● **TEXT FOR ANALYSIS**:
------------------------------------------------

The patients were treated with an initial intensive phase lasting for 2 months followed by a continuation phase, which lasted for 4 months. In the intensive phase, three to four anti-TB drugs were administered thrice weekly depending on the category of treatment prescribed; all the thrice weekly doses were given under direct observation. In the continuation phase, the number of anti-TB drugs administered was reduced to two and only the first dose of the week was given under direct supervision while the remaining two doses in the week were self administered. All the drugs were administered thrice a week in the following doses (mg): isoniazid (600), rifampicin (450, 600 if weight more than 60 kg), pyrazinamide (1500), ethambutol (1200).
Patients who failed on the initial treatment with category I or category III regimens or who had a bacteriological relapse were treated with the category II regimen.
Investigations during treatment and follow up: Sputum smear examination was done on two specimens each at 2, 4 and 6 months of anti-TB treatment. Radiologic examination was carried out at 0, 2 and at 6 or 7 months. CD4 counts were determined in a majority of the patients. To determine the degree of immune-suppression in the enrolled patients, the CD4 counts were estimated in freshly collected blood in EDTA containing vacutainer tubes (Becton Dickinson, Franklin Lakes, NJ, USA) Fifty μL of whole blood samples were stained with 20 μl of liquid antibody reagent (MultiTEST CD3 FITC, CD8 PE, CD45 PerCP and CD4 APC, Cat no.340491, Becton Dickinson, USA) and mixed with the reference beads (TruCOUNT tubes, Cat No: 340334, Becton Dickinson). After incubation for 15 min the RBCs were lysed and the tubes were acquired on the FACSCalibur using the automated MultiSET software (Becton Dickinson, USA). The absolute CD4 counts were expressed as cells/μl3.
Free ART was not available for the HIV seropositive patients in Pune till January 2005. Subjects enrolled after January 2005 were referred to the ART center at Sassoon General Hospital, Pune, for free ART. During follow up of the subjects, if there was clinical evidence of any opportunistic infection, the subject was admitted at Talera Hospital for investigations and treatment of the opportunistic infection.
Deaths: Deaths occurring during the study period were analyzed for all enrolled subjects separately during the period of treatment (0 to 6 months) and during the subsequent follow up period of 7 to 30 months.
Response to treatment: Depending on the response to treatment, the study subjects were classified as cured, completed treatment, failure cases, defaulters or those transferred out to other districts based on the RNTCP definitions19.
Follow up after completion of treatment: After the completion of TB treatment, subjects were followed up at 3 monthly intervals for up to two years and if symptoms and signs of recurrence of tuberculosis occurred, they were investigated with sputum AFB smear examination and chest radiograph. Radiographic examination of the chest was carried out once a year during the 24 months of follow. If a relapse or recurrence of tuberculosis was confirmed, the subjects were retreated with the category II RNTCP regimen.

------------------------------------------------

Dataset entries
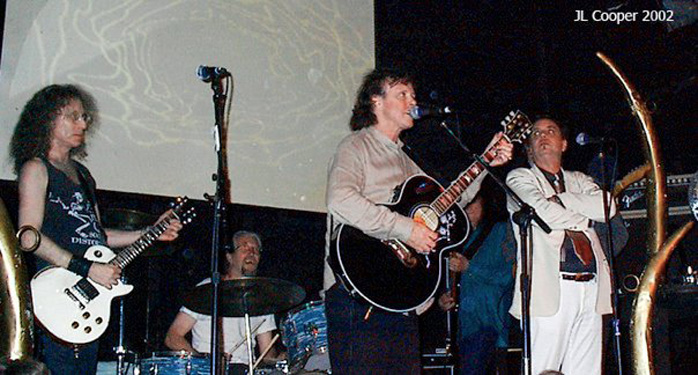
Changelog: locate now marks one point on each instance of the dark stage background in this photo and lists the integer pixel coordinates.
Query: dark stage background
(483, 58)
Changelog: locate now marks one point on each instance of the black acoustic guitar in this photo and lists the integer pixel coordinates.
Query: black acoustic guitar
(391, 275)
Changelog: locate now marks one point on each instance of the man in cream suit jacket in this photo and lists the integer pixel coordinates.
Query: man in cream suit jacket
(570, 276)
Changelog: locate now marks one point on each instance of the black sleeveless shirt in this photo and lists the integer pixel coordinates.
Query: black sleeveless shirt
(70, 219)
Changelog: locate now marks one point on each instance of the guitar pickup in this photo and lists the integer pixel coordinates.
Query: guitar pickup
(72, 296)
(402, 253)
(86, 289)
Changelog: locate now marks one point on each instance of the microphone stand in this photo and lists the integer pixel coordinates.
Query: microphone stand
(222, 190)
(615, 320)
(524, 218)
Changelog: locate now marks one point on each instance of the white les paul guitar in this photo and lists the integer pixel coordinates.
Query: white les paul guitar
(75, 309)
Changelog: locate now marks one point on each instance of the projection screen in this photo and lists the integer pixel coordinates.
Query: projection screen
(296, 65)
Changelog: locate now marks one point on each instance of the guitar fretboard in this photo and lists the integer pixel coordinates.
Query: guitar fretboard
(128, 254)
(458, 187)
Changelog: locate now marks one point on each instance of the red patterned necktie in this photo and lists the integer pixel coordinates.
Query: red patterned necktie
(580, 242)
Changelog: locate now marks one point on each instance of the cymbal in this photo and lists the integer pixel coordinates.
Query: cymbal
(125, 219)
(264, 296)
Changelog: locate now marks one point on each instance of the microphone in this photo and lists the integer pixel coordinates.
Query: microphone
(209, 73)
(417, 112)
(584, 139)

------------------------------------------------

● **ASSIGNED TASK 1**: Which anti-TB drugs are named in the tuberculosis treatment passage, and what thrice-weekly dose is given for each?
● **ASSIGNED TASK 2**: According to the tuberculosis treatment passage, how long did the continuation phase last?
● **ASSIGNED TASK 3**: Pick up the tuberculosis treatment passage after its final sentence and continue it.
The dataset entries are separate material and are not part of the tuberculosis treatment passage.

● **TASK OUTPUT 1**:
- Isoniazid: 600 mg
- Rifampicin: 450 mg (600 mg if weight is more than 60 kg)
- Pyrazinamide: 1500 mg
- Ethambutol: 1200 mg

● **TASK OUTPUT 2**: It lasted for 4 months.

● **TASK OUTPUT 3**:
Sample size: The sample size of 60 was chosen so that at least 50 evaluable subjects would be available in each of the two HIV positive arms. The enrollment of HIV negative TB patients was made concurrently till the desired number of HIV positive patients had been admitted.
The four arms in the study were HIV+ve sputum AFB+ve; HIV+ve sputum AFB-ve; HIV-ve sputum AFB+ve; and HIV-ve sputum AFB-ve.
Analysis of data was carried out using the SPSS software Version 14.0.
Results
In all, 283 subjects were enrolled, including 121 HIV seropositive and 162 HIV seronegative patients with pulmonary tuberculosis. Sixty (50%) of the 121 HIV seropositive patients and 113 (70%) of the 162 HIV seronegative patients had sputum smears positive for AFB (Table I).
Table I.
The patients ranged from 18 to 60 yr with 102 (84%) of the 121 HIV+ve patients and 133 (82%) of the 162 HIV negative patients being in the age group of 21 to 40 yr.
Outcome after 6 months of anti-TB treatment: At the end of 6 months of treatment, among smear negative patients, 62 per cent of the 61 HIV seropositive and 92 per cent of the 49 HIV negative patients completed treatment and were asymptomatic; among smear positive patients, 42 (70%) of the 60 HIV-seropositive and 92 (81%) of 113 HIV seronegative pulmonary TB patients were cured (Table II). Considering the results of HIV smear positive and smear negative patients together, nine (7.4%) of the 121 HIV seropositive and 18 (11.1%) of the 162 HIV seronegative patients defaulted on anti-TB treatment. Treatment success rates were substantially lower in HIV positive patients. Thus, 66 per cent (80 of 121) of the HIV seropositive and 85 per cent (137 of 162) of the HIV seronegative patients had a favourable response to treatment (P<0.0005). Of those who were AFB smear positive at the initiation of anti-TB treatment, only one HIV seronegative TB patient was smear positive at the end of treatment and none was smear positive at the end of treatment in the HIV seropositive TB group of patients.
Table II.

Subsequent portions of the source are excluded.